The Coen Brothers' Blood Simple Boldly Announced One of the Most Original Filmmaking Duos Ever

On its 35th anniversary, we look back at the Coens' striking debut feature, which tipped us off to the cinematic delights that would follow.

by | January 18, 2020 | Comments

It’s more than a little surprising to learn that, of all the Coen brothers’ 18 features, Blood Simple is their second-highest rated movie on the Tomatometer. Critically bested only by True Grit (96%), the debut from writing-directing-producing-editing juggernauts Joel and Ethan Coen is Certified Fresh at 94%, beating Best Picture winner No Country for Old Men (93%) and titles that are more synonymous with their tough-to-pin-down, oddball sensibility, whether it’s cult fave The Big Lebowski (82%), dark suburban meditation A Serious Man (90%), high-octane quotable comedy Raising Arizona (91%), or the decidedly un-mainstream thriller that somehow still managed to become mainstream, Fargo (93%). This is by no means a dig at Blood Simple. It’s just that the taut neo-noir likely isn’t the first title brought up when you’re told “I love the Coen brothers” at a party.

DATA SHOWN:
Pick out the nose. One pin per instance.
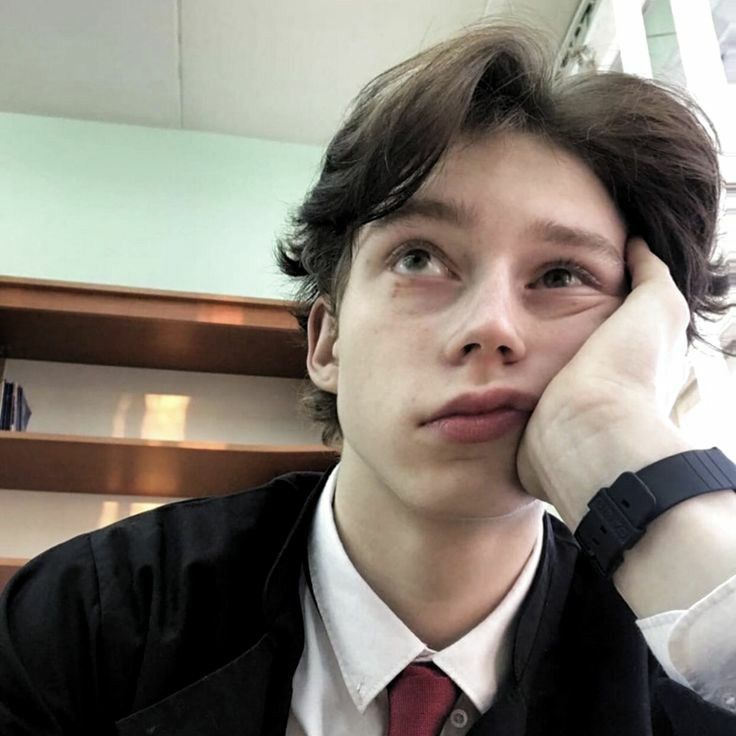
(489, 322)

INSTRUCTIONS:
(1) Do these statements agree with the article on Blood Simple? Answer yes or no for each, quoting the words of the article that settle it.
(a) Blood Simple scores higher on the Tomatometer than No Country for Old Men.
(b) Blood Simple is the Coen brothers' highest-rated movie on the Tomatometer.
(c) The Big Lebowski has a Tomatometer score of 90%.
(2) Carry on the article on Blood Simple, starting right after its last sentence, for one more paragraph.

FINAL RESULTS:
(1)
(a) Yes: "beating Best Picture winner No Country for Old Men (93%)"
(b) No: "Critically bested only by True Grit (96%)"
(c) No: "cult fave The Big Lebowski (82%)"

(2)
Shot in 1982, Blood Simple weaves a worst-case-scenario about illicit lovers played by John Getz and Frances McDormand hiding in plain sight from McDormand’s pugnacious bar-owner husband (Dan Hedaya), while a shady and chatty PI under Hedaya’s employ (M. Emmet Walsh) plays the angles. In typical Coen brothers fashion, the plot twists and turns, and things fall apart, and it’s all laid out with a measured, confident visual style that’s clever but never too showy. To mark its 35th anniversary, let’s take a look at how Blood Simple offered us glimpses of the greatness to come from Hollywood’s most original filmmaking duo.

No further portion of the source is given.